= What you are asked to do =
According to the text on OpenAI's advertising plans, how much annualized revenue did the company's early advertising pilot generate within two months?

= Text under study =
━━━━━━━━━━

OpenAI, the company behind ChatGPT, is publicly projecting $2.5 billion in advertising revenue in 2026 scaling to $100 billion annually by 2030. According to figures cited in MarketingProfs’s April AI update, the company’s early advertising pilot generated $100 million in annualised revenue within two months. For African marketers still treating AI as an internal productivity tool, that is the wake up call. Conversational AI is becoming a media channel, and the buying interfaces are being built right now.

Why conversational AI is so valuable to advertisers

Traditional digital advertising relies on inferring user intent from behaviour. Search ads come closer because users type what they want. Conversational AI advertising goes further still. When a user asks ChatGPT for the best running shoes for flat feet under fifty thousand naira, that is not an inferred intent. It is an explicitly stated, fully contextualised commercial intent expressed in natural language. For brands, this is the cleanest signal of purchase readiness ever offered by a digital platform.

The risk, as OpenAI itself acknowledges, is trust erosion. AI assistants work because users believe the answers are objective. Inserting paid placements clumsily breaks that trust quickly. OpenAI is reportedly designing its ad layer with explicit transparency, separation from core responses, and clear disclosure, though the long term execution will determine whether users accept it.

━━━━━━━━━━

= Data supplied =
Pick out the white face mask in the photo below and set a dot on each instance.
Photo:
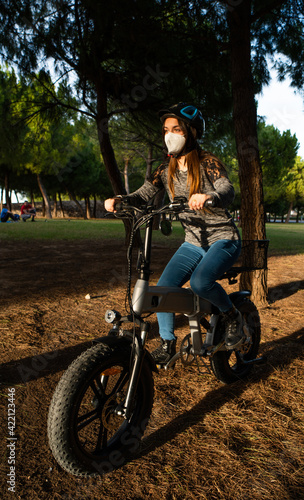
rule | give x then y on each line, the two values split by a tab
174	142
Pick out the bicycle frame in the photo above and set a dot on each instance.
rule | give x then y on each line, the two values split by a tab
148	299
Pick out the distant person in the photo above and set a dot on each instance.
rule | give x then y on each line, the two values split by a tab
6	214
27	212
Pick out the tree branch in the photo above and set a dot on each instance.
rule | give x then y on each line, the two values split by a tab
266	9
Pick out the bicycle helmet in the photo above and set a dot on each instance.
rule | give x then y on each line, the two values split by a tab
186	112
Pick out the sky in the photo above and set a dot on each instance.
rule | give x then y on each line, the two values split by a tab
282	107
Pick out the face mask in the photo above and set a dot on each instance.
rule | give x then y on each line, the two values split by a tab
174	142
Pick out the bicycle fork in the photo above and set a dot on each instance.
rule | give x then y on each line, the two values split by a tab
136	358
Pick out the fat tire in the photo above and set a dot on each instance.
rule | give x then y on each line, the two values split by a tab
227	365
69	448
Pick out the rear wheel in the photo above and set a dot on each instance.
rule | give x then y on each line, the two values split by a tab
87	433
229	366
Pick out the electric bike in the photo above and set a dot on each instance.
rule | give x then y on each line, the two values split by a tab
102	403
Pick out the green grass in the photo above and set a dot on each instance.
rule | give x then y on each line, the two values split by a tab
284	238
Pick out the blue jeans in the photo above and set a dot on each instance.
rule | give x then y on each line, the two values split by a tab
203	266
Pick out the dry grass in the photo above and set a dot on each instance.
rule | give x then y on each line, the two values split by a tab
205	440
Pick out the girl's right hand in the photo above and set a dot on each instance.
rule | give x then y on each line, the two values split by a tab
109	204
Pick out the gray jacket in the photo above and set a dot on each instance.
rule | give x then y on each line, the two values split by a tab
204	227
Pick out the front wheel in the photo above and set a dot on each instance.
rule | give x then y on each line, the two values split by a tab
87	433
229	366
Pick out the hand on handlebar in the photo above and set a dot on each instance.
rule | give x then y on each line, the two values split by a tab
198	201
109	204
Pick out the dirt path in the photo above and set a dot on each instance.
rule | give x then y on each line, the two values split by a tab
199	431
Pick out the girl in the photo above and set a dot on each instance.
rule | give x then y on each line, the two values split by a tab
212	241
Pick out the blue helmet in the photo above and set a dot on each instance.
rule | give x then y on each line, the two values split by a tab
186	112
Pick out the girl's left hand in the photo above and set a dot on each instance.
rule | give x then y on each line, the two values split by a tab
198	200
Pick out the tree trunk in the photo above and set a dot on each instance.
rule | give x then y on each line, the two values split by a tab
88	207
245	124
105	142
61	205
7	191
55	205
289	212
107	151
126	175
45	197
73	198
149	162
94	206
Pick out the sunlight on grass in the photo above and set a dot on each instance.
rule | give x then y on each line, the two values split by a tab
284	238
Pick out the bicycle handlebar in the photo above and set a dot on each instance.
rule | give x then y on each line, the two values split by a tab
179	204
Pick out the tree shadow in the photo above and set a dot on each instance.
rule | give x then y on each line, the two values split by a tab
216	398
284	290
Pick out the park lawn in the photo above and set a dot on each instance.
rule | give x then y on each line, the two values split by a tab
285	239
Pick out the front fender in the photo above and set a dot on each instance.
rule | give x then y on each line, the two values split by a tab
125	338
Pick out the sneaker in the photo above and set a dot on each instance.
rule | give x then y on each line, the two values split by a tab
233	328
164	352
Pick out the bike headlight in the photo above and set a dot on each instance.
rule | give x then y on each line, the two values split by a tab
112	316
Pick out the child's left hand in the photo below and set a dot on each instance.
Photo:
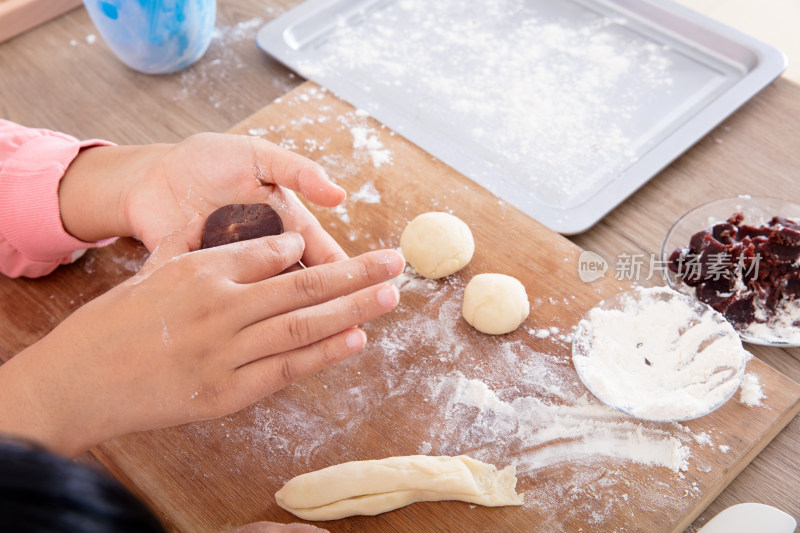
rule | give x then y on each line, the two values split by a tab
150	191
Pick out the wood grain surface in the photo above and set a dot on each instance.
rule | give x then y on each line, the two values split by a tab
84	90
17	16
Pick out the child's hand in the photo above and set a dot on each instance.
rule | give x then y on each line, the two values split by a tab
192	336
149	191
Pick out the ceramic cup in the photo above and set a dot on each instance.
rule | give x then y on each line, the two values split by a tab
155	36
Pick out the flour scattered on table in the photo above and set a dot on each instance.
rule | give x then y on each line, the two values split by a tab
225	55
367	194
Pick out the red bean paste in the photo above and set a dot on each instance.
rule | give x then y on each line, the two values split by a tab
745	272
240	222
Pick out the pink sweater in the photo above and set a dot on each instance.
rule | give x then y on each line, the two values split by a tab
33	241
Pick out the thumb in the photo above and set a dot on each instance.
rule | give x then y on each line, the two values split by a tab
171	246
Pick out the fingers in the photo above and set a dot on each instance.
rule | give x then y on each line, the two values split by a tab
255	260
304	327
312	286
269	374
174	244
288	169
321	248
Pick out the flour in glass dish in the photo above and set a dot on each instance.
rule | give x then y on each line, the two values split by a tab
657	354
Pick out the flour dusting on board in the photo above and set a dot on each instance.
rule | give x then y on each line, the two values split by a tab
500	401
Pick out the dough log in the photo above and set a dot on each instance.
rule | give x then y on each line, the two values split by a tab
374	487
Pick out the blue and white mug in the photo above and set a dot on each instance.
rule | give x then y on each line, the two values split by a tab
155	36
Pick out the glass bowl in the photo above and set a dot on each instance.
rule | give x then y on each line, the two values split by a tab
757	211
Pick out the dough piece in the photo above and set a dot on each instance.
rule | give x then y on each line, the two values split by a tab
240	222
374	487
437	244
495	303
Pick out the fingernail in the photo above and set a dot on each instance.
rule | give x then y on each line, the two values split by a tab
296	237
394	263
388	296
355	339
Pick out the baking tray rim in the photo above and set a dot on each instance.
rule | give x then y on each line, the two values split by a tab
769	64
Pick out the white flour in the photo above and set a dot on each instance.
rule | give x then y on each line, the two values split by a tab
660	355
784	327
751	392
548	94
498	400
365	139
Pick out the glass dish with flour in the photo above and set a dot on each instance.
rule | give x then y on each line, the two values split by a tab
658	354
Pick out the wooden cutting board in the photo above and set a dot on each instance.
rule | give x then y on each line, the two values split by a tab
405	393
17	16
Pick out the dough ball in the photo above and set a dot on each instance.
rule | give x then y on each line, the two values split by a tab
437	244
495	303
240	222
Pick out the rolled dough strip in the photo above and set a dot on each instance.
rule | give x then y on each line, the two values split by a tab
374	487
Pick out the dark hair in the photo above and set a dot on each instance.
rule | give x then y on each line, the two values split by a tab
42	493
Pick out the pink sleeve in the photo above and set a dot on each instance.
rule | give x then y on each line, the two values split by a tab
33	241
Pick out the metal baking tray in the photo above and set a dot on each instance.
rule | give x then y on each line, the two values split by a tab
562	108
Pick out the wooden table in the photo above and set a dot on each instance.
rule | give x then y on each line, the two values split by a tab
54	77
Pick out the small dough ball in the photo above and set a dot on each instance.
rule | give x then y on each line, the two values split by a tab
437	244
495	303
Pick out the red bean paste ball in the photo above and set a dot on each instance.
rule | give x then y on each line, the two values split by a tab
240	222
744	272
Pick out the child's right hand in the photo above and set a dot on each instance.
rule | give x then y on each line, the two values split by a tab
192	336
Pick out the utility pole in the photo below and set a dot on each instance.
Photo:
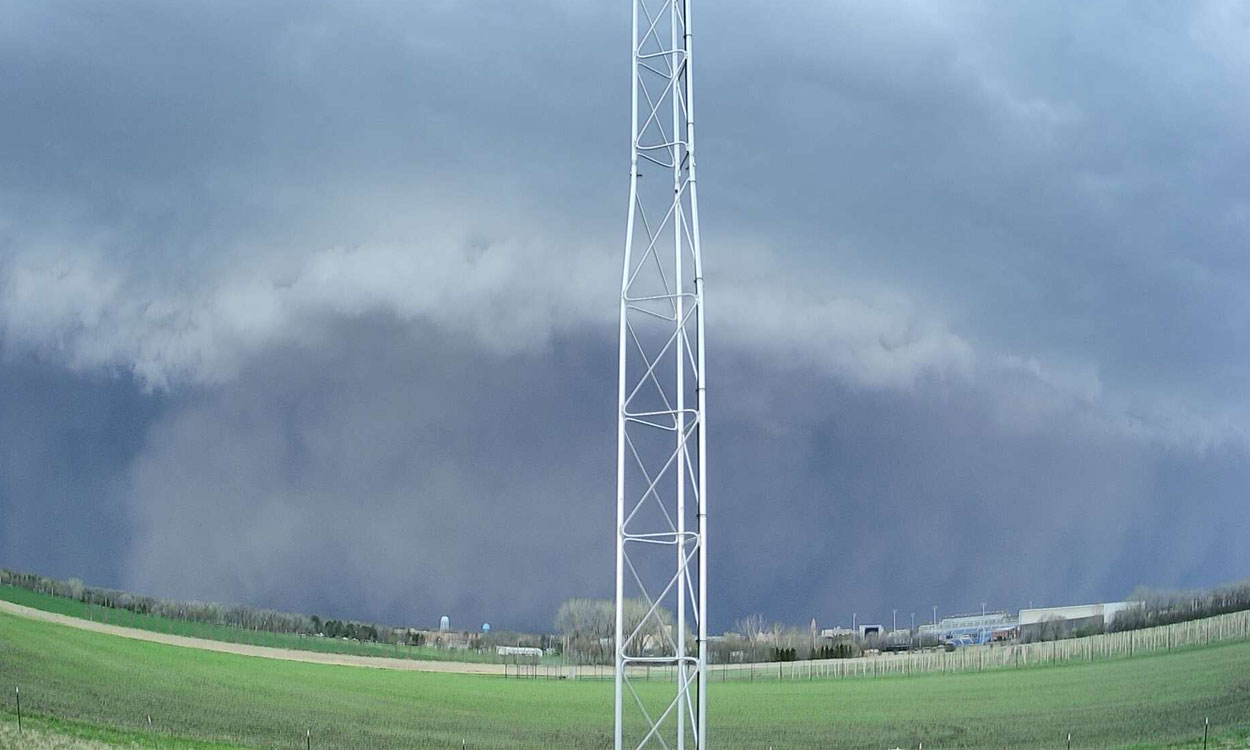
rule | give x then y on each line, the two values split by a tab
661	505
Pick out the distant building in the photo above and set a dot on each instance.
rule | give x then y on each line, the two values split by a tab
1060	621
976	628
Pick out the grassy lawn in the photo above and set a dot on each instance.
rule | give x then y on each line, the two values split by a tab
104	688
234	635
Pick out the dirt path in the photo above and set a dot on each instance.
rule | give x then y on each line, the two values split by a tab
249	650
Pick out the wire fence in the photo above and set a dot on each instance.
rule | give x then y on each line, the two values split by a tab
966	659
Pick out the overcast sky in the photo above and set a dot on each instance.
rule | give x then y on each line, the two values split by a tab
311	305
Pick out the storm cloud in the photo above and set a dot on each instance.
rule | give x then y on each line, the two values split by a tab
314	306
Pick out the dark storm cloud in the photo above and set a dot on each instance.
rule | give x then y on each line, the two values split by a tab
370	476
331	289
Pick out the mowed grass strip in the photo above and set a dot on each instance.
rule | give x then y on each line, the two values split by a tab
220	699
224	633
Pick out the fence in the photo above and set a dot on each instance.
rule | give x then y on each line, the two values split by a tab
1111	645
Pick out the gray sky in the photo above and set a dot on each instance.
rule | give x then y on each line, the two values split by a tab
313	305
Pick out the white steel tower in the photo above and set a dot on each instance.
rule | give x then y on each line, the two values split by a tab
661	520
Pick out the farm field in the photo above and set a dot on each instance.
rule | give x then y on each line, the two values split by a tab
103	688
221	633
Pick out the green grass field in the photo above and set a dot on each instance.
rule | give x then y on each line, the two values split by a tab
234	635
103	686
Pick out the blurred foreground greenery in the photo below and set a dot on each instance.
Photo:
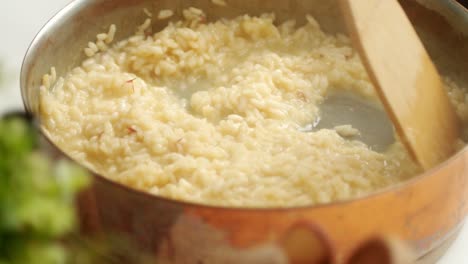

━━━━━━━━━━

= Response box =
$100 million.